Came across "Thirteen Days" yesterday. Loved the film and score when it came out, but somehow never got around to buying the score until recently. It got me thinking, what has Trevor Jones done recently? I saw he's only done a few films in the last 10 years, and from what I saw here he hasn't even been mentioned in any threads for 3 years.

He has some great themes to his credit, and a great energy to some of his better work. Anyone know why the significant decline in output recently? I hope he is doing well health-wise, as he's only 68. Perhaps just a lack of interested directors/producers in his style? Perhaps he himself just feels a little burned out with the industry and its shifts in popular styles. Just curious.

 
 
 Posted:   Mar 20, 2018 - 3:38 PM   
 By:   Hurdy Gurdy   (Member)

I don't know if he is still active in film scoring these days, but he looked fit and healthy when I saw him last July in Malaga (MOSMA).
He even took over conducting duties for the last couple of pieces of his (Notting Hill & Dark City).
I think he's got too much talent to make it in today's film composing climate.

 
 
 Posted:   Mar 20, 2018 - 3:46 PM   
 By:   GustavoJoseph   (Member)

He looks very healthy in this 2015 spanish advertising for a drink, that had the good taste to cast him as the main character!


https://www.youtube.com/watch?time_continue=254&v=YIfiQzZZ2BI

 
 Posted:   Mar 20, 2018 - 3:49 PM   
 By:   davefg   (Member)

I don't know if he is still active in film scoring these days, but he looked fit and healthy when I saw him last July in Malaga (MOSMA).
He even took over conducting duties for the last couple of pieces of his (Notting Hill & Dark City).
I think he's got too much talent to make it in today's film composing climate.


Agreed. Another wasted talent. Compare his super hero score The League of Extraordinary Gentlemen to BvS / WW / DP / MOS. From the last entry into his website it seems that he has gone into academia: http://www.trevorjonesfilmmusic.com/about.html I don't think he will be returning to film scoring.

 
 Posted:   Mar 20, 2018 - 7:36 PM   
 By:   johnjohnson   (Member)

My personal favourite is the score to Merlin.

 
 
 Posted:   Mar 21, 2018 - 2:06 AM   
 By:   Kirkinson   (Member)

▶ Source data:
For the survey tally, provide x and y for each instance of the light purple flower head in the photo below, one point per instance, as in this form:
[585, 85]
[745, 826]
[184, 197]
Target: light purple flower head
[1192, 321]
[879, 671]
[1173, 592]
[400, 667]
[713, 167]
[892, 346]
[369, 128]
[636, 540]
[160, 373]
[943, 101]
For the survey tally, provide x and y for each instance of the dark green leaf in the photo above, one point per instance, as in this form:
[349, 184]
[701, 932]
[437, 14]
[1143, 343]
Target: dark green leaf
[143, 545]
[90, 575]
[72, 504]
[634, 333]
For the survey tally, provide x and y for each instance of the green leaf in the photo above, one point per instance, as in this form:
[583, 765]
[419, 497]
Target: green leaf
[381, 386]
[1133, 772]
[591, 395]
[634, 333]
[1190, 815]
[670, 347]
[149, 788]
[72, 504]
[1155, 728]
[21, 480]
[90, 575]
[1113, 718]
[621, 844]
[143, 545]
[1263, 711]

▶ Set tasks:
1. In the forum thread about Trevor Jones, what age does the opening post give for him?
2. Echo the records from the line containing "of the green" through the end of the records, both ends included.

▶ The answers:
1. 68

2.
For the survey tally, provide x and y for each instance of the green leaf in the photo above, one point per instance, as in this form:
[583, 765]
[419, 497]
Target: green leaf
[381, 386]
[1133, 772]
[591, 395]
[634, 333]
[1190, 815]
[670, 347]
[149, 788]
[72, 504]
[1155, 728]
[21, 480]
[90, 575]
[1113, 718]
[621, 844]
[143, 545]
[1263, 711]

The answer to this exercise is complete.